[[ Given data open ]]
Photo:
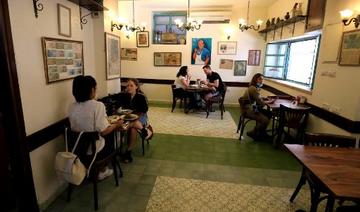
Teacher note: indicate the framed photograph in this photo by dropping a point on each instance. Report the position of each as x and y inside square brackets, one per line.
[112, 49]
[64, 20]
[350, 48]
[226, 64]
[142, 39]
[167, 58]
[129, 54]
[240, 68]
[63, 59]
[201, 51]
[227, 47]
[254, 57]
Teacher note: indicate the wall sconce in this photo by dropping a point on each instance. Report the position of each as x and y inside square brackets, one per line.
[345, 16]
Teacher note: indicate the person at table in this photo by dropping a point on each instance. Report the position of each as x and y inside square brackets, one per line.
[213, 81]
[88, 115]
[252, 107]
[135, 100]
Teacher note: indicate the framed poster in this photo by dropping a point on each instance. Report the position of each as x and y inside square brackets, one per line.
[240, 68]
[227, 47]
[129, 54]
[64, 20]
[254, 57]
[142, 39]
[112, 49]
[226, 64]
[167, 58]
[350, 48]
[63, 59]
[201, 51]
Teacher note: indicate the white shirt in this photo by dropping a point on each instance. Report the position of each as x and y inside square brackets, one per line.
[88, 116]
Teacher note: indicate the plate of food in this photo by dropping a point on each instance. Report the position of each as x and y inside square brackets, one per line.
[114, 118]
[130, 117]
[124, 111]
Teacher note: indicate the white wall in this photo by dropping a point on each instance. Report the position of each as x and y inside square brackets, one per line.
[44, 104]
[144, 68]
[339, 91]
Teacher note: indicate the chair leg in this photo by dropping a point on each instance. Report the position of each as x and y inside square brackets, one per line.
[70, 187]
[302, 182]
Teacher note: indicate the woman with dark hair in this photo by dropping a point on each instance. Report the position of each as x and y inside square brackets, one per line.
[252, 107]
[88, 115]
[135, 100]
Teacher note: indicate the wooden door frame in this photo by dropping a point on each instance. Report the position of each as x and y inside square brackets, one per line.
[15, 135]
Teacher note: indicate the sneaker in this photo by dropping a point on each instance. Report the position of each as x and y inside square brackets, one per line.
[108, 172]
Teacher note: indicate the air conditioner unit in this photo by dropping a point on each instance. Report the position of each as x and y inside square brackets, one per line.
[212, 17]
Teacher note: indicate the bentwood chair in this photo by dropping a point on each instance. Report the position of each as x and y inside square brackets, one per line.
[88, 140]
[292, 124]
[178, 94]
[219, 99]
[326, 141]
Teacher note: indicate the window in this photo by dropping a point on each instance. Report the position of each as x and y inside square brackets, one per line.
[165, 30]
[293, 61]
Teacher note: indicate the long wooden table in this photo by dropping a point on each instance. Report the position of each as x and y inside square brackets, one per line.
[338, 169]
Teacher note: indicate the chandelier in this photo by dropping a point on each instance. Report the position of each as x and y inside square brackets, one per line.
[190, 25]
[131, 28]
[243, 24]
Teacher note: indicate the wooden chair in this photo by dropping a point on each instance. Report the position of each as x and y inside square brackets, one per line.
[292, 124]
[178, 94]
[88, 139]
[243, 120]
[219, 99]
[326, 141]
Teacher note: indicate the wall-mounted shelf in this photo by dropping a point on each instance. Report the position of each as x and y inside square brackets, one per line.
[281, 25]
[90, 5]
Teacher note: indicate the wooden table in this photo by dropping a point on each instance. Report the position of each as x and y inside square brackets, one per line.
[338, 169]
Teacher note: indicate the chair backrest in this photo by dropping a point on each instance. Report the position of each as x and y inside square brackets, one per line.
[329, 140]
[293, 118]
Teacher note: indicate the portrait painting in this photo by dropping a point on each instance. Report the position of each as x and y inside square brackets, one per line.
[201, 51]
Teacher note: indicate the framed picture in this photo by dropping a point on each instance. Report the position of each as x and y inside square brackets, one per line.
[350, 48]
[64, 20]
[129, 54]
[254, 57]
[142, 39]
[112, 49]
[227, 47]
[226, 64]
[63, 59]
[240, 68]
[201, 51]
[167, 58]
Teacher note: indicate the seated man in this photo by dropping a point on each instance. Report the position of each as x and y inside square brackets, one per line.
[213, 81]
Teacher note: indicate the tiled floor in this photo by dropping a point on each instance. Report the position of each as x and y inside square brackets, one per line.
[217, 159]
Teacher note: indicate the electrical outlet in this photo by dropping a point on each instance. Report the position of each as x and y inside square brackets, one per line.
[326, 106]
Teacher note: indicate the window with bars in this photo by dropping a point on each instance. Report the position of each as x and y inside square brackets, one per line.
[293, 61]
[165, 30]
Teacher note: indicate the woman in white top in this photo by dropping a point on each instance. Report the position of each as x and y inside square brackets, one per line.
[88, 115]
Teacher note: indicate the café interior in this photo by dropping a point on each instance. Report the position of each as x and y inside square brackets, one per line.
[307, 50]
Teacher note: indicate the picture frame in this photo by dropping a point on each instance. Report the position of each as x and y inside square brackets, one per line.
[112, 56]
[142, 39]
[240, 67]
[129, 54]
[63, 59]
[226, 64]
[227, 47]
[64, 20]
[167, 58]
[349, 54]
[201, 51]
[254, 57]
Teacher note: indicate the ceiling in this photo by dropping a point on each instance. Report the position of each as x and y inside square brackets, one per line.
[202, 3]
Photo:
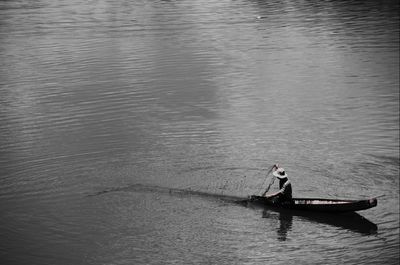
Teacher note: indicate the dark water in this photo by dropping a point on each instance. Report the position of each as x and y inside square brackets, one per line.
[105, 105]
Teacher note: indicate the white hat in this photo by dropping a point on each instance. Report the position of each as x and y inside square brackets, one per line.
[279, 173]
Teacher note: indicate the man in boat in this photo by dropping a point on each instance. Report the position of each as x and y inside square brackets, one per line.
[284, 195]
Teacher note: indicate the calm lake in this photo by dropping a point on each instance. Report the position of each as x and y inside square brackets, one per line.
[127, 127]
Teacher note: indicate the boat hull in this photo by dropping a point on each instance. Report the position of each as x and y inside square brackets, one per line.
[318, 205]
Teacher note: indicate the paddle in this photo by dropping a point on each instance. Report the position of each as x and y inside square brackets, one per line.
[272, 180]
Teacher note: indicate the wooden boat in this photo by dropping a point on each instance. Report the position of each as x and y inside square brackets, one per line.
[318, 205]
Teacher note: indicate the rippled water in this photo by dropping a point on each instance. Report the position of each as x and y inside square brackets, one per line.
[105, 106]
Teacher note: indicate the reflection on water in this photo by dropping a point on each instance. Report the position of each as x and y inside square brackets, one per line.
[349, 221]
[99, 96]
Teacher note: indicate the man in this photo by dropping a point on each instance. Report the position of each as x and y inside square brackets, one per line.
[284, 195]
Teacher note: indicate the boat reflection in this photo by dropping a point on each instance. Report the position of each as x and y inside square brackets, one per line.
[351, 221]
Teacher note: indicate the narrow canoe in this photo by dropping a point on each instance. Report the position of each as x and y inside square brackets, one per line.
[318, 205]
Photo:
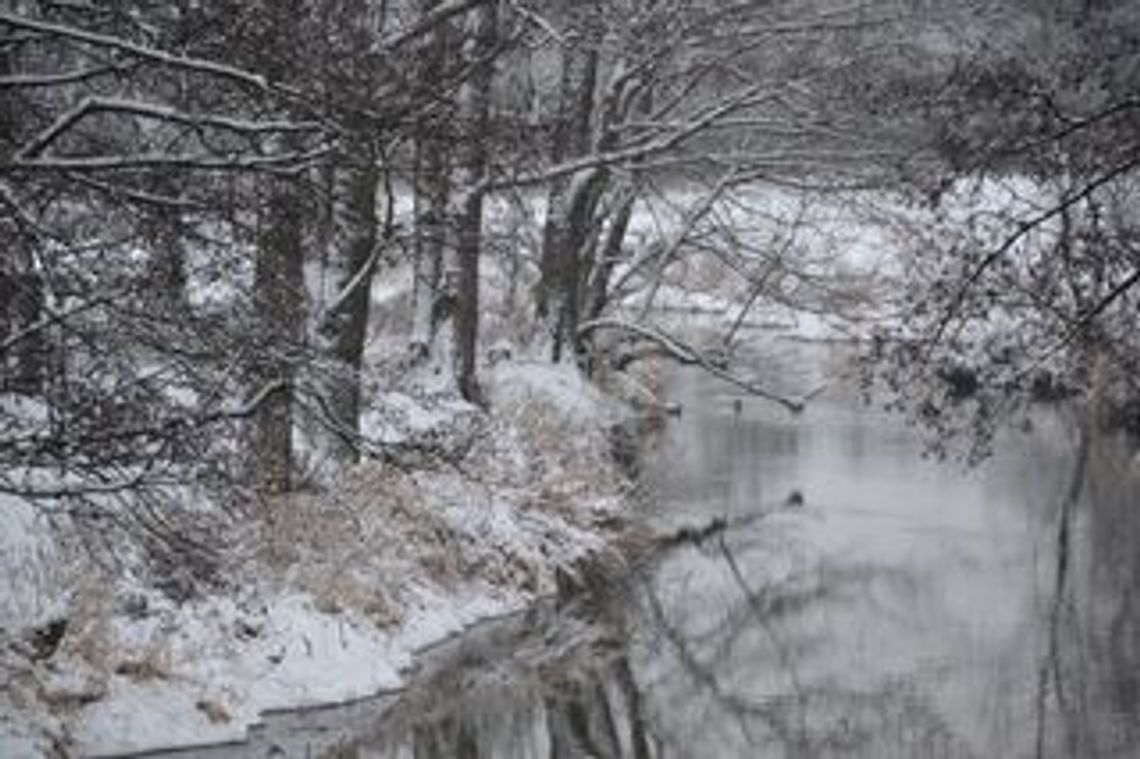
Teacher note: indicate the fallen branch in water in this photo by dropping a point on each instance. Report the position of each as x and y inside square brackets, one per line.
[686, 354]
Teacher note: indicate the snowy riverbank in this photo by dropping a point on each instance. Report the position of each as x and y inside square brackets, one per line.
[326, 596]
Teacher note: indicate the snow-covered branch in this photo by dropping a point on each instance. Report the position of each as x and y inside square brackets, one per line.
[94, 105]
[146, 52]
[687, 354]
[203, 162]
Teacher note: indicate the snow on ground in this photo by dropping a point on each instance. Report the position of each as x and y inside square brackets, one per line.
[327, 596]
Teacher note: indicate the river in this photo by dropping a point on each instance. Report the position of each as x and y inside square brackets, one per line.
[861, 602]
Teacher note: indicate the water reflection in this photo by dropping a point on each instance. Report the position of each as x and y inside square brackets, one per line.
[906, 610]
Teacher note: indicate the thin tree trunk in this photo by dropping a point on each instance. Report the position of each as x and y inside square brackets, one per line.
[279, 300]
[467, 198]
[571, 201]
[352, 261]
[431, 189]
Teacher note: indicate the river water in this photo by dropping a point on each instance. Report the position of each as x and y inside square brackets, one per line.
[893, 606]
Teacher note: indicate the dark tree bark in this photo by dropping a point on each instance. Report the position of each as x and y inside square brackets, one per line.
[279, 301]
[351, 260]
[431, 186]
[473, 109]
[571, 200]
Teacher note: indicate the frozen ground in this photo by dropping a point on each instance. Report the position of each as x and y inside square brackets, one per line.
[328, 597]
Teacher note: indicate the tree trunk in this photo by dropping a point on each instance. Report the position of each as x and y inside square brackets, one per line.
[431, 189]
[279, 302]
[351, 260]
[571, 201]
[467, 200]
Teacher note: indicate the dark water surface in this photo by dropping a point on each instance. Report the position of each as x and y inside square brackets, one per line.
[906, 609]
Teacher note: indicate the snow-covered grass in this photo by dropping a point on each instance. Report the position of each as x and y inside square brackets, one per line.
[326, 595]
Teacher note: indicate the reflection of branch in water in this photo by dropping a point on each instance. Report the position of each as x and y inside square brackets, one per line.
[786, 660]
[1050, 669]
[739, 708]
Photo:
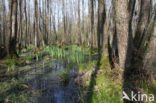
[[ Given data closed ]]
All lines after and including the one with "Teacher note: indicate the reflection of", through the end of the entries above, should be output exactly and by themselves. The pictures are to be left out.

Teacher note: indicate the reflection of branch in water in this photo by dropping a point on each instance. Report the position of each as x and y inside square brackets, one per line.
[786, 660]
[1050, 669]
[739, 708]
Photo:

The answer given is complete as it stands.